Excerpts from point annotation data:

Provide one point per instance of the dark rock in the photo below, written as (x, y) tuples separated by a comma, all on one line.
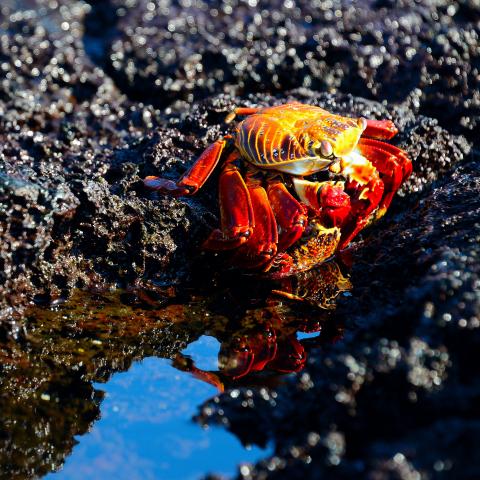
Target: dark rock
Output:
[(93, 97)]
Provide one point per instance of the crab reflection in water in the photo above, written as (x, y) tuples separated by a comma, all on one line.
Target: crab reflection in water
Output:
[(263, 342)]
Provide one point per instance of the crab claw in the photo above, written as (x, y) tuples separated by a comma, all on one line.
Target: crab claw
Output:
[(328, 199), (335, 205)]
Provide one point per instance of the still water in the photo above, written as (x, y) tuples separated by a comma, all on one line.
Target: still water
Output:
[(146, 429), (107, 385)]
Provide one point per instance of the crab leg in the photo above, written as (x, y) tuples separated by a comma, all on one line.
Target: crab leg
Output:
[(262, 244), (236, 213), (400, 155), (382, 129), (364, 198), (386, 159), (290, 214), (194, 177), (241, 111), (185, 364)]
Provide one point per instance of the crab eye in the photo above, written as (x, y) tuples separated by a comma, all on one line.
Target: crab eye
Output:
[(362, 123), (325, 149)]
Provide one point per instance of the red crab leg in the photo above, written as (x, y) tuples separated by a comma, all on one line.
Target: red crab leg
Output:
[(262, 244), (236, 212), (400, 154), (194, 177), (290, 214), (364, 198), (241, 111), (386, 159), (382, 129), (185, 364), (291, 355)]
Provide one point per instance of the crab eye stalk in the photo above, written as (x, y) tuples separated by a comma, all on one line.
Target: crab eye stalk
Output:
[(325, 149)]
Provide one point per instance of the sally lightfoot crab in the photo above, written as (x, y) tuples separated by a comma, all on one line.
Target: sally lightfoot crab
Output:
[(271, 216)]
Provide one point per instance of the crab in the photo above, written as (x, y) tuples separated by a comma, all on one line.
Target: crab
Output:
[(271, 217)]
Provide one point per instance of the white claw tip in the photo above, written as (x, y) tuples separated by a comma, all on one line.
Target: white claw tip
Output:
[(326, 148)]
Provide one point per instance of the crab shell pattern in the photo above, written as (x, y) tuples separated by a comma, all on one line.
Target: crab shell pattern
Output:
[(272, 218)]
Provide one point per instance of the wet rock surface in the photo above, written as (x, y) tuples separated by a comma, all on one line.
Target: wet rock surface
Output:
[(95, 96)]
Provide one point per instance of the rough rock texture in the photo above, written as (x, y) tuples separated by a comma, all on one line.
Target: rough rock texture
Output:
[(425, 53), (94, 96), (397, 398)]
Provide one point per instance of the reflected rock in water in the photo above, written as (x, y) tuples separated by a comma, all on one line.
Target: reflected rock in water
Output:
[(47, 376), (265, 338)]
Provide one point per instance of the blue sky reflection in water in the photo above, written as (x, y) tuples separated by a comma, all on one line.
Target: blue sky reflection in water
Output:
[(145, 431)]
--
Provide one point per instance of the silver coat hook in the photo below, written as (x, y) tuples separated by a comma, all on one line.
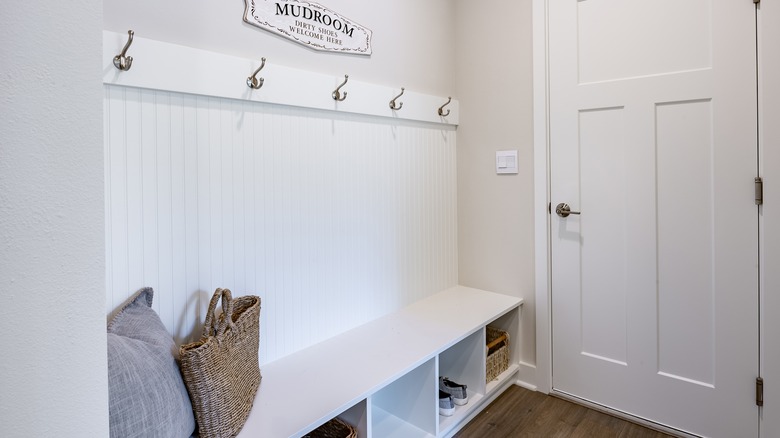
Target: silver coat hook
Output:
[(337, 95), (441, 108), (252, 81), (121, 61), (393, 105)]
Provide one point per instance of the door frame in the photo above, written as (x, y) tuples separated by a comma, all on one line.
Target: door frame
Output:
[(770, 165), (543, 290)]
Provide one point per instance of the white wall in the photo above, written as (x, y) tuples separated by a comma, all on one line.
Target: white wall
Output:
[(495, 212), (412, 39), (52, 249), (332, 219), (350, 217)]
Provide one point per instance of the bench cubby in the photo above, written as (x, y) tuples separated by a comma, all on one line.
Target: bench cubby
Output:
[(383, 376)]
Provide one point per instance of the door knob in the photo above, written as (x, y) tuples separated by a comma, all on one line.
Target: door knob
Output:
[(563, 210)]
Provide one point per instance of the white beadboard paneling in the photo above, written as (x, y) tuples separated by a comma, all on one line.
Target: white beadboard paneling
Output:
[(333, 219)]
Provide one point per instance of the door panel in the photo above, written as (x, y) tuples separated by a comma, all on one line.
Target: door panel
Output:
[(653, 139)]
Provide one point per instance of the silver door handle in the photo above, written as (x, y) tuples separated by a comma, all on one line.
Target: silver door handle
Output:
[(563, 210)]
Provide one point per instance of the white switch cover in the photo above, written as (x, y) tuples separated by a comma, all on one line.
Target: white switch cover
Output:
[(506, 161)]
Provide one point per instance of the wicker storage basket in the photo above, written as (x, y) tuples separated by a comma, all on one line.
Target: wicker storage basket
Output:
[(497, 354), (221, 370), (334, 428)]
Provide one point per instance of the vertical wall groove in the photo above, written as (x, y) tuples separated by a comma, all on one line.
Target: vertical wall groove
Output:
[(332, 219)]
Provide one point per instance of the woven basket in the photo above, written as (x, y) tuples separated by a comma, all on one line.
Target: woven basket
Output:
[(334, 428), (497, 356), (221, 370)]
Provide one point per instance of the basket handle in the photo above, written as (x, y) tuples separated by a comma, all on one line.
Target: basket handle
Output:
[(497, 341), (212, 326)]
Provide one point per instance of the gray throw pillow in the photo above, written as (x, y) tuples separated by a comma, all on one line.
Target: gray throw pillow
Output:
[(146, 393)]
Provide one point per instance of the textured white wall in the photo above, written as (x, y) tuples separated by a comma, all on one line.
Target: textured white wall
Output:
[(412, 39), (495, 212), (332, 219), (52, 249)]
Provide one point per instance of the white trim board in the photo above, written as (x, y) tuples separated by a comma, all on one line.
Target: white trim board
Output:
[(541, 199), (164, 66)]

### [EXERCISE DIRECTIONS]
Can you give the items from the line with "Provide one point per instance of the wicker" to the line with "[(497, 354), (221, 370), (334, 428)]" again, renaming "wicker storage basket" to "woven storage bin" and keeping everything else the same?

### [SOLUTION TO THIS TASK]
Provide one point per instance of the woven storage bin in the photo above, written as (x, y) tuples separated by a comma, all on one line.
Target: woven storage bin
Output:
[(497, 354), (221, 370), (334, 428)]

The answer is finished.